Segment Open

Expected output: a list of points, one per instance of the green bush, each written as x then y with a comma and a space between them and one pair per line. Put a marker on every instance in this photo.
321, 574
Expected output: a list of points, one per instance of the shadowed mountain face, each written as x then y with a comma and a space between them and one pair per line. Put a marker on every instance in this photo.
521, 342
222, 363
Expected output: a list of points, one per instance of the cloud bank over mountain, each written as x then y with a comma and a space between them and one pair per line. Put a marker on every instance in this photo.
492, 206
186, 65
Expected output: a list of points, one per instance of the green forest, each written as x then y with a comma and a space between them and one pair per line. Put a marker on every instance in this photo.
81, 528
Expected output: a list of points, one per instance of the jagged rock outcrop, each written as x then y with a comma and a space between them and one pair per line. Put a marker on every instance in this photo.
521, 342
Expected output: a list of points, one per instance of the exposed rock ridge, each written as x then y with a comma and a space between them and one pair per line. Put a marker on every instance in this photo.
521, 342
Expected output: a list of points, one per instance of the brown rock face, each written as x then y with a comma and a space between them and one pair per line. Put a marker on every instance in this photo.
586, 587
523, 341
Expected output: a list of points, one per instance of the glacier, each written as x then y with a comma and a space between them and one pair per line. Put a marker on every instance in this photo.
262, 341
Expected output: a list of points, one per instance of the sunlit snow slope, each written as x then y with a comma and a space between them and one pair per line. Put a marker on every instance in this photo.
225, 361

Segment Closed
Segment Open

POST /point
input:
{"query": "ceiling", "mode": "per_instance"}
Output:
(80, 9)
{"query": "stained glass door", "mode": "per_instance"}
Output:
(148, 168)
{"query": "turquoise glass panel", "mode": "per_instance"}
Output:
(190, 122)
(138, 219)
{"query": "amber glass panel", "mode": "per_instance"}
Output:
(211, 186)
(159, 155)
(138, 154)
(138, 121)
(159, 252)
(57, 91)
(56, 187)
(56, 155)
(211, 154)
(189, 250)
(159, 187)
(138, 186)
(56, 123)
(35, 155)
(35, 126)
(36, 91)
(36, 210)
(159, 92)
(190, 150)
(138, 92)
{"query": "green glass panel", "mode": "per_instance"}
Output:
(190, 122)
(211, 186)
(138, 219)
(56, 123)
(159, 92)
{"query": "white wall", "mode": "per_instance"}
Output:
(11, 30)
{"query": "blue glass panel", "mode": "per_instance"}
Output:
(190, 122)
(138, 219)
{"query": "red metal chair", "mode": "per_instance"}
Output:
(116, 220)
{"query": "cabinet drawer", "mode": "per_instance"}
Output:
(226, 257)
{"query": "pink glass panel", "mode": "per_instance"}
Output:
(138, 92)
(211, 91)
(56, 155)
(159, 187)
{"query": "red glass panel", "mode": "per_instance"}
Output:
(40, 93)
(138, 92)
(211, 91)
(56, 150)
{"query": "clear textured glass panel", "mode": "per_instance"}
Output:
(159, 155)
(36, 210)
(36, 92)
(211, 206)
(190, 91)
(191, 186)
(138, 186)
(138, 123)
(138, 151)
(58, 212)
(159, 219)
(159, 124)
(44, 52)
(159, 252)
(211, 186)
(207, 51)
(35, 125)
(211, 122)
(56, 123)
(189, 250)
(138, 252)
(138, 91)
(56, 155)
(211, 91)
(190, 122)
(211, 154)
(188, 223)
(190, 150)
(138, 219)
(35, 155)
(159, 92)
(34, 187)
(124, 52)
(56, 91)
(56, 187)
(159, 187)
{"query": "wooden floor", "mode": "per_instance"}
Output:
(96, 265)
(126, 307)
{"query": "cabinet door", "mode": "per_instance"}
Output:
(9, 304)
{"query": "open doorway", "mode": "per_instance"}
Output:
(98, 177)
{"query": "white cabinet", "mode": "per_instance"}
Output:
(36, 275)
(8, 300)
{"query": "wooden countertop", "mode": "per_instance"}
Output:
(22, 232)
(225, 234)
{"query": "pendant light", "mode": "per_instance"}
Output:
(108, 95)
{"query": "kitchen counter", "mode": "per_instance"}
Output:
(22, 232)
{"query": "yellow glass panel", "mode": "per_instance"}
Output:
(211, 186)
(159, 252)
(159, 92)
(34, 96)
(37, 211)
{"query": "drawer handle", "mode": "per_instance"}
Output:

Segment Closed

Where a line in the records above includes the string "panel", show it.

## Exercise solution:
{"query": "turquoise glass panel", "mode": "per_instance"}
{"query": "amber glass panel", "mode": "per_instance"}
{"query": "green glass panel", "mode": "per_instance"}
{"query": "blue glass panel", "mode": "per_instance"}
{"query": "pink glass panel", "mode": "per_instance"}
{"query": "red glass panel", "mode": "per_instance"}
{"query": "clear textured glass panel", "mode": "per_instance"}
{"query": "yellow glass panel", "mode": "per_instance"}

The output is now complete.